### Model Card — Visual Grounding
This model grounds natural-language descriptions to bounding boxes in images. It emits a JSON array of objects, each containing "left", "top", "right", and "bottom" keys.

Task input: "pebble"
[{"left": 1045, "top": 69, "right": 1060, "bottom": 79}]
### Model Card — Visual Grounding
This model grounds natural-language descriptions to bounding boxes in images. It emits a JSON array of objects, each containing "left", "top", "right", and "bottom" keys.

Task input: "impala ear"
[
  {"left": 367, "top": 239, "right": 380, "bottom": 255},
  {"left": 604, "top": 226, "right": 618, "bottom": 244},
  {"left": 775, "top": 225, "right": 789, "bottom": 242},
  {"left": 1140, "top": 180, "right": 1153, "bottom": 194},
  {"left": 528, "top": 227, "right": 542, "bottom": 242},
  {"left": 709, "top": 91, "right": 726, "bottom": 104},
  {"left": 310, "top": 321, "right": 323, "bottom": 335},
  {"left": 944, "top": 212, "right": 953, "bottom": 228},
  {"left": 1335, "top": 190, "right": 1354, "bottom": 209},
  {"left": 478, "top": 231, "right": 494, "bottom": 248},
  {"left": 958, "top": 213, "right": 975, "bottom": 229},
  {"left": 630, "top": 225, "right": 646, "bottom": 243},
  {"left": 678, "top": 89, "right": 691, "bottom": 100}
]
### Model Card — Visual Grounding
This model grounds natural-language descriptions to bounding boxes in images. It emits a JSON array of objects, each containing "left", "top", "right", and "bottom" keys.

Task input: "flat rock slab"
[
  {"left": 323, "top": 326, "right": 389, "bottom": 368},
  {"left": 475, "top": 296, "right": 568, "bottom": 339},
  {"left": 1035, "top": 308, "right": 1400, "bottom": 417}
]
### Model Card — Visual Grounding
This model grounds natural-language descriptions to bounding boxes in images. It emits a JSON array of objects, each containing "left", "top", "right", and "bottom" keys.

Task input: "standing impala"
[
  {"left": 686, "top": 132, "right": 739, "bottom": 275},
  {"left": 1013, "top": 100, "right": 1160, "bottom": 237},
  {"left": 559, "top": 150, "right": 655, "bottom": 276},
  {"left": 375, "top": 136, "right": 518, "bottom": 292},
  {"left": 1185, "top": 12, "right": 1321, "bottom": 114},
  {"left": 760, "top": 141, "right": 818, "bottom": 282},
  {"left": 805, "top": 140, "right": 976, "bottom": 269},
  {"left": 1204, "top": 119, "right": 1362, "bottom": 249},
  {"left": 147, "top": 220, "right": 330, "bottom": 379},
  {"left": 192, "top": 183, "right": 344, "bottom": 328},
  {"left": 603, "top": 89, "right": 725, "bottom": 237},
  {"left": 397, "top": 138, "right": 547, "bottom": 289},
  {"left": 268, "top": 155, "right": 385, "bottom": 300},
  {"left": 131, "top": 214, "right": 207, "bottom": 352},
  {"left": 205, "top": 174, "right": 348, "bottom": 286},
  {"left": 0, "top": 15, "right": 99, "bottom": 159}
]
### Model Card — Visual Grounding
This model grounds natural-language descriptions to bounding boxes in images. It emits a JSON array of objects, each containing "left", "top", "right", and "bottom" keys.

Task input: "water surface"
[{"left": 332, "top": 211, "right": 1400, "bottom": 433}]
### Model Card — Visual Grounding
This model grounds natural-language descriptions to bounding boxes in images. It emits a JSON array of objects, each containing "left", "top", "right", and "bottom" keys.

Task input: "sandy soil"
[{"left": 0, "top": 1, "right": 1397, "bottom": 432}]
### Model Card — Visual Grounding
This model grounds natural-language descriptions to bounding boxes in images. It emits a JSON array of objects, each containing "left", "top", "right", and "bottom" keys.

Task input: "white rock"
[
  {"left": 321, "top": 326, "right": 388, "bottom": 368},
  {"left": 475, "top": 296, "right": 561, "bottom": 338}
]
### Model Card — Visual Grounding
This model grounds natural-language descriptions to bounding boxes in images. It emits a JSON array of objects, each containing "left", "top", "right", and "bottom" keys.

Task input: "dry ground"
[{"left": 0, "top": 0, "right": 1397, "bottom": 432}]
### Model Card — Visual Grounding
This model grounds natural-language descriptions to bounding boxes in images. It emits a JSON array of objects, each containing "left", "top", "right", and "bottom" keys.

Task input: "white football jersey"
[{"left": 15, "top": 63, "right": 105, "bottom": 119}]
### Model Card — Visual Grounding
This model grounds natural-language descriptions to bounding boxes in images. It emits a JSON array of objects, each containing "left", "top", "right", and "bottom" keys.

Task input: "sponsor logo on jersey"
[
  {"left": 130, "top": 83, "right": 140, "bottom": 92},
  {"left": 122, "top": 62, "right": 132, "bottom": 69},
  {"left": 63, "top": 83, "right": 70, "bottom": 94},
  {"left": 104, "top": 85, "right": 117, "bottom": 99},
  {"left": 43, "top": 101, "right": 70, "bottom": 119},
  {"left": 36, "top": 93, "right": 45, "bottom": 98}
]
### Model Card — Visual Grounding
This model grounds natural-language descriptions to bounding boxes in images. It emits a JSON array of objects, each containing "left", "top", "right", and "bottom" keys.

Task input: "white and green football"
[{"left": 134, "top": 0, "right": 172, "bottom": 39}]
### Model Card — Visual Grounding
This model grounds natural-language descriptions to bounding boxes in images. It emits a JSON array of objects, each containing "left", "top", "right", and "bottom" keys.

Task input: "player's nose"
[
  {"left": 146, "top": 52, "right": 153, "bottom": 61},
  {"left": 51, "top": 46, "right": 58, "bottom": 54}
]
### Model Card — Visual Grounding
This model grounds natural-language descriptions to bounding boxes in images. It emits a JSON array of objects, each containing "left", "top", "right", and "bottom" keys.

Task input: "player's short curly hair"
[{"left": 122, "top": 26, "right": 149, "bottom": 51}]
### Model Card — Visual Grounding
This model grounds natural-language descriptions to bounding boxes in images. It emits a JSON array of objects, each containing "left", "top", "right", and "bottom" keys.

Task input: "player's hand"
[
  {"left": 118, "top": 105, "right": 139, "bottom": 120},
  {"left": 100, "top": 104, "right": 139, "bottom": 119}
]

....

* [INSTRUCTIONS FOR THE TASK] Every entry, written out exactly, is what the response should contain.

* [ANSWER BELOW]
### Model Card — Visual Grounding
This model grounds natural-language descriptions to bounding boxes in images. It emits a JSON array of objects, each containing "left", "top", "right", and "bottom" keys.

Task input: "pebble"
[{"left": 1045, "top": 69, "right": 1060, "bottom": 79}]
### Model Card — Visual Grounding
This model grounds natural-language descriptions to bounding boxes in images. It emits a JSON array of objects, each containing "left", "top", "right", and "bottom" keys.

Task input: "impala ear"
[
  {"left": 367, "top": 239, "right": 380, "bottom": 255},
  {"left": 604, "top": 226, "right": 618, "bottom": 244},
  {"left": 775, "top": 225, "right": 789, "bottom": 242},
  {"left": 1140, "top": 180, "right": 1153, "bottom": 194},
  {"left": 528, "top": 227, "right": 542, "bottom": 242},
  {"left": 709, "top": 91, "right": 726, "bottom": 104},
  {"left": 310, "top": 321, "right": 323, "bottom": 335},
  {"left": 944, "top": 212, "right": 953, "bottom": 228},
  {"left": 1335, "top": 190, "right": 1354, "bottom": 209},
  {"left": 478, "top": 231, "right": 494, "bottom": 248},
  {"left": 958, "top": 213, "right": 975, "bottom": 229},
  {"left": 630, "top": 225, "right": 646, "bottom": 243},
  {"left": 678, "top": 89, "right": 691, "bottom": 100}
]
### Model Card — Visual Grounding
This model grounds natural-language descriptions to bounding boxes in images. It emits a JSON array of objects, each containing "left", "top", "right", and "bottom" keys.

Task input: "flat rock slab"
[
  {"left": 323, "top": 326, "right": 389, "bottom": 368},
  {"left": 475, "top": 296, "right": 568, "bottom": 339},
  {"left": 1035, "top": 308, "right": 1400, "bottom": 417}
]
### Model Card — Visual Grounding
This model grounds natural-language descriptions to bounding boxes in images. It emits a JSON array of objects, each containing "left", "top", "right", and "bottom" keys.

Task input: "standing impala"
[
  {"left": 686, "top": 132, "right": 739, "bottom": 275},
  {"left": 1013, "top": 100, "right": 1160, "bottom": 237},
  {"left": 559, "top": 150, "right": 655, "bottom": 276},
  {"left": 375, "top": 136, "right": 518, "bottom": 292},
  {"left": 1185, "top": 12, "right": 1321, "bottom": 114},
  {"left": 760, "top": 141, "right": 818, "bottom": 282},
  {"left": 805, "top": 140, "right": 976, "bottom": 269},
  {"left": 1204, "top": 119, "right": 1362, "bottom": 249},
  {"left": 147, "top": 220, "right": 330, "bottom": 379},
  {"left": 192, "top": 183, "right": 344, "bottom": 328},
  {"left": 603, "top": 89, "right": 725, "bottom": 237},
  {"left": 397, "top": 138, "right": 547, "bottom": 289},
  {"left": 268, "top": 155, "right": 385, "bottom": 300},
  {"left": 131, "top": 214, "right": 207, "bottom": 352},
  {"left": 205, "top": 174, "right": 348, "bottom": 286},
  {"left": 0, "top": 15, "right": 99, "bottom": 159}
]
### Model Card — Visual Grounding
This model grounds natural-language descriptions to bounding boxes in images. It emits a JSON array of objects, each containing "left", "top", "right", and "bottom" keys.

Task input: "water surface"
[{"left": 332, "top": 211, "right": 1400, "bottom": 433}]
### Model Card — Visual Grounding
This model grounds natural-language descriptions to bounding boxes in images. It emits a JSON array of objects, each containing "left", "top", "right", and "bottom" keys.

Task input: "sandy soil"
[{"left": 0, "top": 1, "right": 1397, "bottom": 432}]
### Model Card — Visual Grounding
This model grounds natural-language descriptions to bounding boxes in images. It emits a JSON array of objects, each containing "left", "top", "right", and "bottom" keys.

Task input: "white rock"
[
  {"left": 321, "top": 326, "right": 388, "bottom": 368},
  {"left": 475, "top": 296, "right": 561, "bottom": 338}
]
### Model Card — Visual Grounding
This model grounds natural-language descriptions to bounding boxes in images. It emits a JSON array of objects, each containing "left", "top", "right", and "bottom" keys.

Task input: "dry ground"
[{"left": 0, "top": 0, "right": 1397, "bottom": 432}]
### Model Card — Visual Grounding
This model grounds natural-language descriptions to bounding boxes in images. It emits a JSON array of objects, each containing "left", "top", "right", and "bottom" keys.

Task input: "white football jersey"
[{"left": 15, "top": 63, "right": 105, "bottom": 119}]
### Model Card — Visual Grounding
This model grounds natural-language descriptions to bounding boxes in images. It emits a JSON array of objects, each containing "left", "top", "right", and "bottom" keys.

Task input: "sponsor logo on jersey"
[
  {"left": 130, "top": 83, "right": 140, "bottom": 92},
  {"left": 122, "top": 62, "right": 132, "bottom": 69},
  {"left": 63, "top": 83, "right": 70, "bottom": 94},
  {"left": 104, "top": 85, "right": 117, "bottom": 99},
  {"left": 43, "top": 101, "right": 70, "bottom": 119},
  {"left": 36, "top": 93, "right": 45, "bottom": 98}
]
### Model Card — Visual Grounding
This model grounds natural-language descriptions to bounding boxes in images. It emits a JSON array of objects, each containing "left", "top", "right", and "bottom" keys.

Task input: "white and green football"
[{"left": 134, "top": 0, "right": 172, "bottom": 39}]
### Model Card — Visual Grounding
This model grounds natural-language descriptions to bounding boxes in images. It emits a JSON array of objects, each containing "left", "top", "right", and "bottom" keys.

Task input: "player's nose"
[
  {"left": 146, "top": 52, "right": 153, "bottom": 61},
  {"left": 51, "top": 46, "right": 58, "bottom": 54}
]
### Model Card — Visual Grounding
This model grounds natural-language descriptions to bounding boxes in images. It emits a JSON array of objects, each containing "left", "top", "right", and "bottom" keys.

Task input: "player's short curly hair"
[{"left": 122, "top": 26, "right": 149, "bottom": 51}]
### Model Card — Visual Grounding
This model grounds natural-language descriptions to bounding boxes in images. It emits a JSON array of objects, each containing "left", "top", "right", and "bottom" keys.

Task input: "player's hand"
[
  {"left": 118, "top": 105, "right": 139, "bottom": 120},
  {"left": 100, "top": 104, "right": 139, "bottom": 119}
]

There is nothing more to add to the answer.